Task details – Write out each of the following entries line for line, with no changes.

Boundary labeling items

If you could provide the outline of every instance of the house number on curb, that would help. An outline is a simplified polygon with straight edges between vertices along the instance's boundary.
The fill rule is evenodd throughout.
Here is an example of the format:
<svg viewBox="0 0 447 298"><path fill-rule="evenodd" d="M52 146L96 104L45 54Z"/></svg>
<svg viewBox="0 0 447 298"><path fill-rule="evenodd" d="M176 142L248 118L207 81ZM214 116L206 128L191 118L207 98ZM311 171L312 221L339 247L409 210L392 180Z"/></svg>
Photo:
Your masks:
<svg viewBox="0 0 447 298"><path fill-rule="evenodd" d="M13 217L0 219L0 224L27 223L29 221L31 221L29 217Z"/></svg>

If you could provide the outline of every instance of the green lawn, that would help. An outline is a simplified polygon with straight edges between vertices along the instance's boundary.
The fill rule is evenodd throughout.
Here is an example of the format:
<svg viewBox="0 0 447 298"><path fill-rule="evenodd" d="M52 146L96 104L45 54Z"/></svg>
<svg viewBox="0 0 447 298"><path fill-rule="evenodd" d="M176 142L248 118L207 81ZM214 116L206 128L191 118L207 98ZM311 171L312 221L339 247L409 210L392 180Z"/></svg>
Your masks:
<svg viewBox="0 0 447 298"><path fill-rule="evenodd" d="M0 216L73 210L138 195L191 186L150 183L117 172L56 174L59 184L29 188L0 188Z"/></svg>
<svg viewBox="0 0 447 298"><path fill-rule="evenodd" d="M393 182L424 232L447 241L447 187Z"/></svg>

Exercise answer –
If you could provide the outline of every instance of the house number on curb, that would help. An outline is a simplified polygon with straight edges between vertices along the instance's boundary.
The fill rule is evenodd throughout.
Here is an example of the format:
<svg viewBox="0 0 447 298"><path fill-rule="evenodd" d="M52 146L96 104L45 54Z"/></svg>
<svg viewBox="0 0 447 298"><path fill-rule="evenodd" d="M176 142L248 118L207 81ZM214 116L206 128L191 118L207 98ZM311 171L312 221L339 247L409 210L392 180Z"/></svg>
Photo:
Your masks:
<svg viewBox="0 0 447 298"><path fill-rule="evenodd" d="M13 217L0 219L0 224L27 223L29 221L31 221L29 217Z"/></svg>

If you could provide the outline of every instance of the green lawn, that would help. An outline is a simplified polygon with straight edges between vertices along the instance's boundary.
The fill rule is evenodd throughout.
Here is an example of the format:
<svg viewBox="0 0 447 298"><path fill-rule="evenodd" d="M52 146L96 104L45 54Z"/></svg>
<svg viewBox="0 0 447 298"><path fill-rule="evenodd" d="M176 142L248 118L207 81ZM214 116L206 128L191 118L207 98ZM311 171L312 221L339 247L409 210L392 180Z"/></svg>
Your masks:
<svg viewBox="0 0 447 298"><path fill-rule="evenodd" d="M0 216L73 210L138 195L191 186L150 183L117 172L56 174L59 184L29 188L0 188Z"/></svg>
<svg viewBox="0 0 447 298"><path fill-rule="evenodd" d="M393 182L424 232L447 241L447 187Z"/></svg>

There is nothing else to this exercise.